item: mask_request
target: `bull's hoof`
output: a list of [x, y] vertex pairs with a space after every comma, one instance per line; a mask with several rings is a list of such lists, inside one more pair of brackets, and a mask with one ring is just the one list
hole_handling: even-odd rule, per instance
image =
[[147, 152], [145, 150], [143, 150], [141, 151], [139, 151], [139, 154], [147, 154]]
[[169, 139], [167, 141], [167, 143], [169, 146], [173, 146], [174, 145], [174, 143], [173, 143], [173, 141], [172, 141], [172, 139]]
───
• _SHORT PROBLEM_
Reproduce the records above verbatim, line for line.

• _TASK RESULT_
item: mask_request
target: `bull's hoof`
output: a list of [x, y] vertex pairs with a space after every comma, one instance per line; a mask with several rings is a list of such lists, inside one more pair of brackets, and a mask with one ring is just the one list
hole_handling: even-odd rule, per instance
image =
[[147, 152], [145, 150], [143, 150], [141, 151], [139, 151], [139, 154], [147, 154]]
[[169, 139], [167, 141], [167, 143], [169, 146], [173, 146], [174, 145], [174, 143], [173, 143], [173, 141], [172, 141], [172, 139]]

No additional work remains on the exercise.